- _Selected excerpt_:
——————————

Issues parsing a 1GB json file using JSON.NET

1.2k views Asked by At

I have gotten an application where the input has been scaled up from 50K location records to 1.1 Million location records. This has caused serious issues as the entire file was previously de-serialized into a single object. The size of the object is ~1GB for a production like file with 1.1 Million records. Due to large object GC issues I want to keep the de-serialized object below the 85K mark.

I'm trying to parse out a single location object at a time and de-serialize it so I can control the number of objects that get de-serialized and in turn control the size of the object. I'm using the Json.Net libraries to do this.

Below is a sample of the JSON file that I'm receiving as a stream into my application.

    {
    "Locations": [{
        "LocationId": "",
        "ParentLocationId": "",
        "DisplayFlag": "Y",
        "DisplayOptions": "",
        "DisplayName": "",
        "Address": "",
        "SecondaryAddress": "",
        "City": "",
        "State": "",
        "PostalCode": "",
        "Country": "",
        "Latitude": 40.59485,
        "Longitude": -73.96174,
        "LatLonQuality": 99,
        "BusinessLogoUrl": "",
        "BusinessUrl": "",
        "DisplayText": "",
        "PhoneNumber": "",
        "VenueGroup": 7,
        "VenueType": 0,
        "SubVenue": 0,
        "IndoorFlag": "",
        "OperatorDefined": "",
        "AccessPoints": [{
            "AccessPointId": "",
            "MACAddress": "",
            "DisplayFlag": "",
            "DisplayOptions": "",
            "Latitude": 40.59485,
            "Longitude": -73.96174,
            "Status": "Up",
            "OperatorDefined": "",
            "RoamingGroups": [{
                "GroupName": ""
            },
            {
                "GroupName": ""
            }],
            "Radios": [{
                "RadioId": "",
                "RadioFrequency": "",
                "RadioProtocols": [{
                    "Protocol": ""
                }],
                "WifiConnections": [{
                    "BSSID": "",
                    "ServiceSets": [{
                        "SSID": "",
                        "SSID_Broadcasted": ""

——————————

- _Data supplied_:
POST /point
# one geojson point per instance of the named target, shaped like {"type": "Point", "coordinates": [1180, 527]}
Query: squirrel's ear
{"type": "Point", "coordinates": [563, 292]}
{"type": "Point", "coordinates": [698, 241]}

——————————

- _Set of tasks_:
- a) In the thread about parsing a large JSON file with JSON.NET, how many location records does the input hold after being scaled up?
- b) Reproduce all the rows under Block 1 word for word, from the POST line through the second point.

- _Written responses_:
- a) 1.1 million location records.

- b)
POST /point
# one geojson point per instance of the named target, shaped like {"type": "Point", "coordinates": [1180, 527]}
Query: squirrel's ear
{"type": "Point", "coordinates": [563, 292]}
{"type": "Point", "coordinates": [698, 241]}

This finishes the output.